→ Exercise
Each entry has to be copied exactly, with nothing missed.

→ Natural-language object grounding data
============================================================

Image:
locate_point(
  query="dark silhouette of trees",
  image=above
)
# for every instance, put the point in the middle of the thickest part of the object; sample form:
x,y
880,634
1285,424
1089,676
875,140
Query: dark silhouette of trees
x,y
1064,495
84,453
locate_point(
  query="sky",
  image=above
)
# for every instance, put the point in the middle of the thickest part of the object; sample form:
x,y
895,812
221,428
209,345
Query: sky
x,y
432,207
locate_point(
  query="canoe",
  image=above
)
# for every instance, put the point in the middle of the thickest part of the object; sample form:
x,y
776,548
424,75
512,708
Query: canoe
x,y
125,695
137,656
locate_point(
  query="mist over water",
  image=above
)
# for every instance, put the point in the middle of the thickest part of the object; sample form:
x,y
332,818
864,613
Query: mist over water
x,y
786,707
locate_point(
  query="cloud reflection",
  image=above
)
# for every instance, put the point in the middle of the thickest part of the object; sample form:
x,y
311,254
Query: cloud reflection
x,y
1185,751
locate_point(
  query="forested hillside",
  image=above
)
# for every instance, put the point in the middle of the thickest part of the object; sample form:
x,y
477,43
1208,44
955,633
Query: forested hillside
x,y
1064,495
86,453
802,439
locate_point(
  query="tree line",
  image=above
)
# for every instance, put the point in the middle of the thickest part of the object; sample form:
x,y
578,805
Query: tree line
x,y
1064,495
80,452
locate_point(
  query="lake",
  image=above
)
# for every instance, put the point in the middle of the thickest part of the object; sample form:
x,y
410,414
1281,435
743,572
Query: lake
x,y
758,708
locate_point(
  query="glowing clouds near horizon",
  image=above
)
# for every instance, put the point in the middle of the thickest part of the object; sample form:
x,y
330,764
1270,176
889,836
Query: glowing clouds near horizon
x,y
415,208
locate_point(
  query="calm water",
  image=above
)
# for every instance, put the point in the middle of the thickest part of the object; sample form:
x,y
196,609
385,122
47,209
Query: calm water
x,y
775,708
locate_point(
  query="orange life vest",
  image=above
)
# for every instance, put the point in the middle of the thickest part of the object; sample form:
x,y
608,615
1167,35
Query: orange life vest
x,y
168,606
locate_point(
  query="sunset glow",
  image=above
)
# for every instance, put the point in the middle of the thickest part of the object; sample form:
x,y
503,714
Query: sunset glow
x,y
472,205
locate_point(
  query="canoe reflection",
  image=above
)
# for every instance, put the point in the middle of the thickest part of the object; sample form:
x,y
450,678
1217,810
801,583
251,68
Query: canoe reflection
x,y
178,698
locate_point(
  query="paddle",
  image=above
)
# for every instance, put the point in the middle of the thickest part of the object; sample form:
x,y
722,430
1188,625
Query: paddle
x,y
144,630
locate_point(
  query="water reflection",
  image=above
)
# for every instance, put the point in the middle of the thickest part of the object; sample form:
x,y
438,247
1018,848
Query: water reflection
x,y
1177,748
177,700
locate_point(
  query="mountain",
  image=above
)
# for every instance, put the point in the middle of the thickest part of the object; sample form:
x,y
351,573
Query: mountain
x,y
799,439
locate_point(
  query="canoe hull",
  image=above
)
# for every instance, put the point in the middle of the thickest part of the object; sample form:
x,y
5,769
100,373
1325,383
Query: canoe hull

============================================================

→ Output of the task
Image:
locate_point(
  query="dark silhouette of trees",
  image=above
)
# for every instance, put the point in the middle of the thickest part of the object; sample form:
x,y
880,634
1285,424
1089,676
875,140
Query: dark silhouette of trees
x,y
1064,495
84,453
locate_point(
  query="sky",
  image=above
)
# for every instance, put the point in the middle of the thickest part of the object; sample form:
x,y
895,812
221,428
209,345
Query: sky
x,y
432,207
locate_point(
  query="canoe",
  image=above
)
# for every instance, put the point in the middle of the thickest part of the object; sample form:
x,y
776,548
424,75
512,708
Query: canoe
x,y
125,695
137,656
locate_point(
  query="mist over water",
  image=above
)
# for every instance, put the point in the middle of the thickest part of the object; sample form:
x,y
332,818
864,613
Query: mist over water
x,y
786,707
locate_point(
  query="cloud reflection",
  image=above
)
# for every instance, put the point in the middle of the thickest part of the object; sample form:
x,y
311,254
Query: cloud reflection
x,y
1185,751
locate_point(
  query="forested hillside",
  image=above
)
# for every instance, put the point in the middle of the thickest part of the object; sample form:
x,y
477,43
1208,44
955,633
Query: forested hillside
x,y
1064,495
86,453
802,439
locate_point(
  query="tree line",
  image=above
)
# for every instance, put the point in the middle of the thickest part of the object; sample form:
x,y
578,805
Query: tree line
x,y
1064,495
80,452
locate_point(
  query="lake",
  image=above
)
# for every instance, put the point in the middle of the thickest part of the object; sample form:
x,y
410,414
1281,435
743,572
Query: lake
x,y
758,708
locate_point(
  query="glowing clouds near horizon",
  image=above
)
# for every instance, put the point in the middle of the thickest part of the object; sample form:
x,y
330,764
1270,176
889,836
Query: glowing clouds near horizon
x,y
415,208
locate_point(
  query="calm water",
  image=above
)
# for every instance, put the point in the middle of the thickest part of the object; sample form:
x,y
196,609
385,122
47,209
Query: calm water
x,y
775,708
locate_point(
  query="orange life vest",
  image=above
)
# for every instance, put the point in the middle of the thickest part of the object; sample form:
x,y
608,615
1167,35
Query: orange life vest
x,y
168,606
locate_point(
  query="sunset glow",
  image=above
)
# for every instance, put the point in the middle of the thickest part of the object; sample form:
x,y
503,714
Query: sunset glow
x,y
472,205
locate_point(
  query="canoe reflection",
  image=above
)
# for every instance, put the point in the middle of the thickest part of the object; sample form:
x,y
450,678
1217,810
801,583
251,68
Query: canoe reflection
x,y
178,698
locate_point(
  query="paddle",
  image=above
)
# for every instance, put the point in the middle of the thickest part of the object; sample form:
x,y
722,430
1188,625
Query: paddle
x,y
144,630
locate_point(
  query="water reflection",
  image=above
)
# for every instance, put the point in the middle of the thickest part of the object; sample form:
x,y
438,247
1018,848
Query: water reflection
x,y
1177,748
177,700
locate_point(
  query="mountain",
  image=above
)
# for every instance, put the point in the middle of the thickest part of the object; sample form:
x,y
351,573
Query: mountain
x,y
799,439
locate_point(
  query="canoe hull",
  image=above
)
# for every instance, put the point in the middle of the thickest part of the object; sample form:
x,y
5,769
100,373
1325,383
Query: canoe hull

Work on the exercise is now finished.